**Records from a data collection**
>>>>>
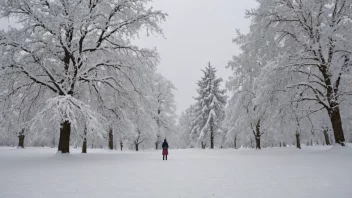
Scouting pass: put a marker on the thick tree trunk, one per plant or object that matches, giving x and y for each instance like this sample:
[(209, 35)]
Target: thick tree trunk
[(211, 137), (64, 142), (257, 142), (336, 123), (298, 140), (327, 138), (21, 139), (111, 139)]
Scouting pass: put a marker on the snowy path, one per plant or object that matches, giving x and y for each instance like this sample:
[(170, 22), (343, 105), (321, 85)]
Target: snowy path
[(270, 173)]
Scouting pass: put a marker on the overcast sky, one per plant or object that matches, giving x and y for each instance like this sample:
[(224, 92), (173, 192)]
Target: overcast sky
[(197, 31)]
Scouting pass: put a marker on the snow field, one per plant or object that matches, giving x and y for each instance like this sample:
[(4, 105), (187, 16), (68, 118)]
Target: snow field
[(271, 173)]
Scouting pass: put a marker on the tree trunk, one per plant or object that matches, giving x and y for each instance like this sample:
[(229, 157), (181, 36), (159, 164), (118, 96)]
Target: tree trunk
[(257, 135), (84, 146), (336, 123), (257, 142), (298, 140), (211, 137), (64, 142), (21, 139), (203, 145), (111, 139), (327, 139)]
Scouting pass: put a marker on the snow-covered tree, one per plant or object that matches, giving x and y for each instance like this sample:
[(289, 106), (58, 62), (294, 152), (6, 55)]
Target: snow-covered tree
[(184, 126), (209, 111), (63, 48), (165, 109), (313, 44)]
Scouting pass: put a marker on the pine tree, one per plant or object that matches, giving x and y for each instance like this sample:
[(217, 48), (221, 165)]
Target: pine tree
[(209, 109)]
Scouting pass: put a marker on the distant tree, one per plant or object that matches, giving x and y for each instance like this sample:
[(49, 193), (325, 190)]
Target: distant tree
[(307, 45), (65, 47), (209, 111)]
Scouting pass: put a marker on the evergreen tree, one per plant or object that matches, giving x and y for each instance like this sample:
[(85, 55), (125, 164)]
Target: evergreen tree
[(209, 109)]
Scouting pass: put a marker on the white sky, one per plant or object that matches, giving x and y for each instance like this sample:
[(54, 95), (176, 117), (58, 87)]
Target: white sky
[(197, 31)]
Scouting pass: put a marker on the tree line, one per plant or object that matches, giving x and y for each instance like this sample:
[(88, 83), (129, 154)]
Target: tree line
[(291, 83), (71, 76)]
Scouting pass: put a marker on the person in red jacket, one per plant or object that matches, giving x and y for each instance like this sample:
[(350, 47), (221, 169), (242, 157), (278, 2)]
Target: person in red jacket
[(165, 149)]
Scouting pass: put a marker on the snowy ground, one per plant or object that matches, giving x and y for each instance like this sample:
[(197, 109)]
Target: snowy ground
[(318, 172)]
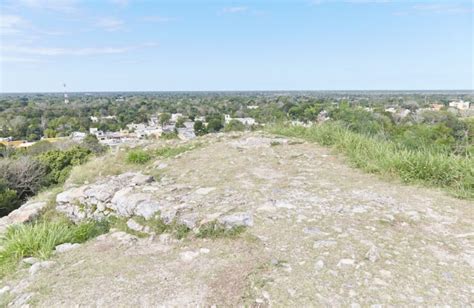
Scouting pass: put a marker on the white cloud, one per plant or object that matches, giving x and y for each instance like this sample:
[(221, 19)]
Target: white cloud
[(446, 8), (110, 24), (317, 2), (12, 24), (58, 51), (157, 19), (54, 5), (8, 59), (234, 10), (122, 3)]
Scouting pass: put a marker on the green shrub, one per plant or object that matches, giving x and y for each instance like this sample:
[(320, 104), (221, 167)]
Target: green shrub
[(138, 157), (234, 125), (215, 230), (425, 166), (39, 239), (59, 163), (168, 152), (169, 135)]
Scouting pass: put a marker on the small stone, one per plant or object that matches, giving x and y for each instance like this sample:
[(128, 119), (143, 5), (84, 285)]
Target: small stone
[(380, 282), (314, 231), (204, 190), (166, 238), (319, 264), (373, 254), (345, 263), (188, 256), (204, 250), (124, 237), (66, 247), (21, 300), (30, 260), (40, 265), (324, 244), (292, 292), (237, 219), (385, 273), (134, 225), (4, 290)]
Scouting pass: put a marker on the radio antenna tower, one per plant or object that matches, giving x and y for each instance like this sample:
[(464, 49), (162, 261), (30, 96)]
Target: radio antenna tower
[(66, 100)]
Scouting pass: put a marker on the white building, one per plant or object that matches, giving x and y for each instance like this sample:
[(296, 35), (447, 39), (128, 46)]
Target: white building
[(78, 136), (175, 117), (245, 121), (461, 105)]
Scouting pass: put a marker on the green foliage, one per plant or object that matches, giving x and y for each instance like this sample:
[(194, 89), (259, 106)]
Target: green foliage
[(39, 240), (199, 128), (91, 143), (169, 135), (234, 125), (168, 152), (40, 147), (8, 199), (215, 230), (138, 157), (180, 122), (214, 125), (164, 118), (59, 163), (437, 169)]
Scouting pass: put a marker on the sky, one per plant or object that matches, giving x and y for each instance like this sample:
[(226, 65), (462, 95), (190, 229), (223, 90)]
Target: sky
[(193, 45)]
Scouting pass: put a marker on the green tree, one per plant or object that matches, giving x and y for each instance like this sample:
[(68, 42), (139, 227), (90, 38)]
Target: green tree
[(180, 122), (8, 199), (164, 118), (91, 143), (214, 125), (199, 128), (234, 125)]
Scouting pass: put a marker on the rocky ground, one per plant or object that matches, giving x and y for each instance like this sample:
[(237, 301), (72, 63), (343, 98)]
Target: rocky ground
[(320, 234)]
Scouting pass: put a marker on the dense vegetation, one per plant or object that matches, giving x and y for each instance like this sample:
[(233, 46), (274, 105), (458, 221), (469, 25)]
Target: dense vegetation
[(24, 172), (429, 165), (433, 147)]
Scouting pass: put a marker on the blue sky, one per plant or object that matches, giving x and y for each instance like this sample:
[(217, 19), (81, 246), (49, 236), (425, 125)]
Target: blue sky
[(135, 45)]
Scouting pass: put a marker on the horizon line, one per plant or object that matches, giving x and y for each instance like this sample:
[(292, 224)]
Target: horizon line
[(228, 91)]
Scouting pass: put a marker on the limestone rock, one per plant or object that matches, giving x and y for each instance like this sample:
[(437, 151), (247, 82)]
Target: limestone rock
[(373, 254), (66, 247), (188, 256), (40, 265), (237, 219), (345, 263), (30, 260), (26, 212), (133, 225)]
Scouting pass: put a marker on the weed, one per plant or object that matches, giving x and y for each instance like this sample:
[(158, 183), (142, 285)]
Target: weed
[(139, 157), (438, 169), (39, 240), (215, 230)]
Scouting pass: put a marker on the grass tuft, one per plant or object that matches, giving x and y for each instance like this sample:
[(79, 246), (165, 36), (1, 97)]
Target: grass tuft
[(139, 157), (215, 230), (39, 240), (436, 169)]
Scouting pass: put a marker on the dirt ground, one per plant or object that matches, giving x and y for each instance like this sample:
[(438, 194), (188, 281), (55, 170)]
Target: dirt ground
[(324, 234)]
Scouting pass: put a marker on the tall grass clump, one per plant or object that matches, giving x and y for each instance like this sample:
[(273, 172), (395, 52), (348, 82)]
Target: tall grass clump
[(438, 169), (138, 157), (169, 152), (39, 240)]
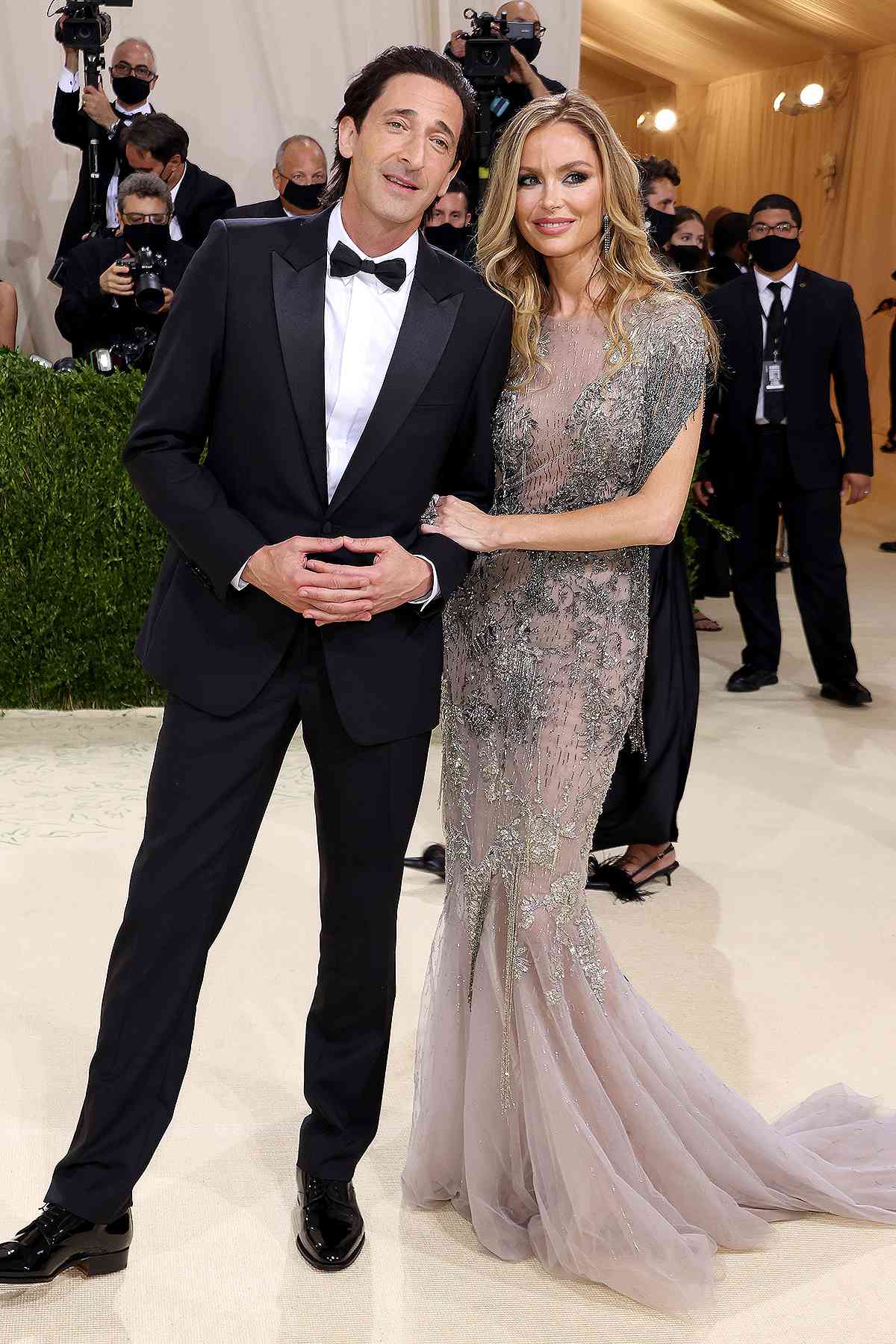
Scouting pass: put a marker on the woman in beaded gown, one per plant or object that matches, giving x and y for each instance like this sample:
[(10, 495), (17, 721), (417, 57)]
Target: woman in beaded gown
[(553, 1105)]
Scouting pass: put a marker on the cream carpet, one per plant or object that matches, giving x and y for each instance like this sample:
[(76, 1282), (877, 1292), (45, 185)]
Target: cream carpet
[(773, 953)]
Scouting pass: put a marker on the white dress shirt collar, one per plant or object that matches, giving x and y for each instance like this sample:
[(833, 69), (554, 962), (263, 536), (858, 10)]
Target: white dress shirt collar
[(788, 281), (337, 233)]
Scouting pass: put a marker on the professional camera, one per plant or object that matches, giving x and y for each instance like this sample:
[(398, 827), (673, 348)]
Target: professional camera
[(147, 268), (488, 47), (81, 23)]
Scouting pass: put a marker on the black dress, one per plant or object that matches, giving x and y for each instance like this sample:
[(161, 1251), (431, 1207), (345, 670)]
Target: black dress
[(642, 803)]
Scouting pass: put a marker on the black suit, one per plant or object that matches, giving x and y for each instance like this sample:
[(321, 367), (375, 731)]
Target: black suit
[(797, 467), (73, 127), (262, 210), (89, 317), (200, 201), (240, 363)]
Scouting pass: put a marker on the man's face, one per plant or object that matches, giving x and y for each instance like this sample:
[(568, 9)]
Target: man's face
[(662, 195), (302, 164), (406, 149), (140, 58), (452, 210), (144, 210), (141, 161)]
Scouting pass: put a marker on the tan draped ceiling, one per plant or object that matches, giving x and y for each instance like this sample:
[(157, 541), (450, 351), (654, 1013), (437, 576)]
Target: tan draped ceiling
[(721, 66), (629, 45)]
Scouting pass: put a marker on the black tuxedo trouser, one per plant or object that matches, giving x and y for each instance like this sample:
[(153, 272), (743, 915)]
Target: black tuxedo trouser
[(817, 564), (208, 791)]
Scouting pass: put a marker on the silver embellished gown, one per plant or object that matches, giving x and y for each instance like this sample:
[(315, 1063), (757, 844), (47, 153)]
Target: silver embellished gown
[(553, 1105)]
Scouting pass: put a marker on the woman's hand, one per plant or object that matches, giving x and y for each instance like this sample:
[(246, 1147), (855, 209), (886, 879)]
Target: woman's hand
[(465, 524)]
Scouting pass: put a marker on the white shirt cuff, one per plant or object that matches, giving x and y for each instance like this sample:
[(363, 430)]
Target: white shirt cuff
[(435, 591)]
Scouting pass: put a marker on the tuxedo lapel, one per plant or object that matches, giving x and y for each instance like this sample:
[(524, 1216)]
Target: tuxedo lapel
[(297, 279), (429, 320)]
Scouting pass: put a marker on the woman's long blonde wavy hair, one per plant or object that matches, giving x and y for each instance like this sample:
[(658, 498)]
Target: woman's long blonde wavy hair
[(625, 272)]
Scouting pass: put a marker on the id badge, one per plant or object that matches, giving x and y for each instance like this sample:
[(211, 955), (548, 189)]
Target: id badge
[(773, 376)]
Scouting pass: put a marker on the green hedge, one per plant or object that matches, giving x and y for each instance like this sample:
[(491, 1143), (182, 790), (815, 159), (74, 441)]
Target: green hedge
[(78, 549)]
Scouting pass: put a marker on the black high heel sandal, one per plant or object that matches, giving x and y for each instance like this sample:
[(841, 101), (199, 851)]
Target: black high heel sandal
[(612, 877), (433, 860)]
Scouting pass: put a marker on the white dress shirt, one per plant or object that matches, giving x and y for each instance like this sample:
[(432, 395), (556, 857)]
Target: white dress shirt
[(70, 82), (361, 320), (766, 300)]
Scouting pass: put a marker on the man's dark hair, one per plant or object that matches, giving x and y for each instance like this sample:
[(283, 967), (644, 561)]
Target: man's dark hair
[(650, 169), (158, 134), (455, 184), (368, 85), (775, 202), (729, 230)]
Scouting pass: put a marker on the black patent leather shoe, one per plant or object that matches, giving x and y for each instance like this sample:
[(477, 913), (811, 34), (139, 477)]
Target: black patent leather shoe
[(58, 1241), (847, 692), (751, 679), (331, 1229)]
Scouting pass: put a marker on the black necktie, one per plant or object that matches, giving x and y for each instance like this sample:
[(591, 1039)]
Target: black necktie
[(346, 262), (775, 411)]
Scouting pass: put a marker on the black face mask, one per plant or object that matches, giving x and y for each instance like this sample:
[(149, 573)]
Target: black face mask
[(773, 253), (449, 238), (304, 198), (148, 235), (660, 226), (528, 47), (131, 92), (685, 255)]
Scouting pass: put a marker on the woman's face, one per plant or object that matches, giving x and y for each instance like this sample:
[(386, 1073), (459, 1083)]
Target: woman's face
[(689, 233), (559, 198)]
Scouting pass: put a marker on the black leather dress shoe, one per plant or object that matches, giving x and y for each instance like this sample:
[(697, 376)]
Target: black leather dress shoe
[(58, 1241), (847, 692), (331, 1229), (751, 679)]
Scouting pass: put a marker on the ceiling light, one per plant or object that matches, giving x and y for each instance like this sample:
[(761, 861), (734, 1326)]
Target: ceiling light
[(812, 96)]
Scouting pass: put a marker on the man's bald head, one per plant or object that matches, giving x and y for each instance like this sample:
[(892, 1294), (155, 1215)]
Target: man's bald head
[(136, 52), (517, 11)]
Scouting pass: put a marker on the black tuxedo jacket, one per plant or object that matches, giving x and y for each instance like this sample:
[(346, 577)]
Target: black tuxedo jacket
[(73, 127), (240, 366), (87, 316), (202, 199), (822, 340), (262, 210)]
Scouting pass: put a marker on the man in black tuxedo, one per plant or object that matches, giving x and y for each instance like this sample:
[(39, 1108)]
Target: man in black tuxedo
[(341, 373), (159, 144), (97, 308), (300, 181), (786, 332), (134, 78)]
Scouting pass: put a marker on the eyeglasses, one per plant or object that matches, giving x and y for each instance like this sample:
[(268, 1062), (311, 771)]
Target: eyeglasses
[(121, 70), (782, 230), (131, 218)]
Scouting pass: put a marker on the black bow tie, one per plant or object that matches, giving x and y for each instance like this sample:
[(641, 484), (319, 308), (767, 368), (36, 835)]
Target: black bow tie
[(346, 262)]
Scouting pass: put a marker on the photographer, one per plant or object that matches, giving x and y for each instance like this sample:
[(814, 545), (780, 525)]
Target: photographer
[(158, 144), (97, 309), (449, 225), (524, 81), (300, 181), (134, 78)]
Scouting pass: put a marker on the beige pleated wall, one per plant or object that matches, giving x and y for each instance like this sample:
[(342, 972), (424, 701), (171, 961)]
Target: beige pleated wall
[(240, 74), (731, 148)]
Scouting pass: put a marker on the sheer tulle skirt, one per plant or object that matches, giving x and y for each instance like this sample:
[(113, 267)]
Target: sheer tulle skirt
[(622, 1159)]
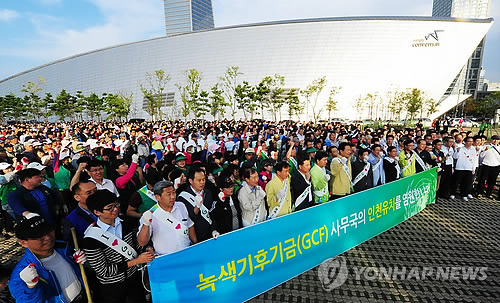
<<<<<
**PROBLEM DETAILS**
Can you rewrite the material from its start through the line that contains "[(307, 45), (65, 47), (209, 111)]", with "Scouting pass" changed to "Survey pass" and nothing else altered? Leave the pictures out of your version.

**FINAL ANSWER**
Survey pass: put a marker on the thick tree trunk, one per plant or object that matches, giving x and y for each instance like this sample:
[(209, 35)]
Target: thick tree trunk
[(211, 137), (64, 142), (257, 142), (336, 123), (298, 140), (327, 138), (21, 139), (111, 139)]
Survey pass: put a marker on the snowy path, one per plant or object that matches, giving x and y for each instance like this sample:
[(170, 22), (343, 105), (321, 85)]
Target: snowy path
[(270, 173)]
Survey pass: put a marker on the overcast sky, one per plant or object that matches, giving x and y for each instance like this sample:
[(224, 92), (173, 192)]
Target: overcast sky
[(197, 31)]
Survey pass: put a marker on the snow field, one per plant or object that matches, giving x and y for each instance like this sample:
[(4, 105), (187, 16), (68, 118)]
Target: snow field
[(271, 173)]
Survey pass: put a marker on the tree trunk, one per plant or object that matches, giving x and y for each instance like this sample:
[(229, 157), (181, 36), (159, 164), (118, 96)]
Target: tree trunk
[(257, 135), (84, 146), (336, 123), (257, 142), (298, 140), (211, 137), (64, 142), (21, 139), (203, 145), (111, 139), (327, 139)]
Survey pass: put a marker on the snow-covered tree, one per plant or object that matches, giving x and y for each instance like this sample:
[(289, 106), (58, 62), (294, 152), (6, 55)]
Target: snow-covered tree
[(184, 126), (209, 111), (63, 48), (165, 109), (313, 44)]
Survey pass: put a marker on the pine tree, one per plant or object that matches, giving x and y for each instance like this sample:
[(217, 48), (221, 165)]
Target: pine tree
[(209, 109)]
Survey pass: put a marker on the distant tree, one per plant or object that matches, giving x and y for each instance like this sample:
[(49, 193), (325, 190)]
Target: distant tree
[(307, 45), (65, 47), (209, 111)]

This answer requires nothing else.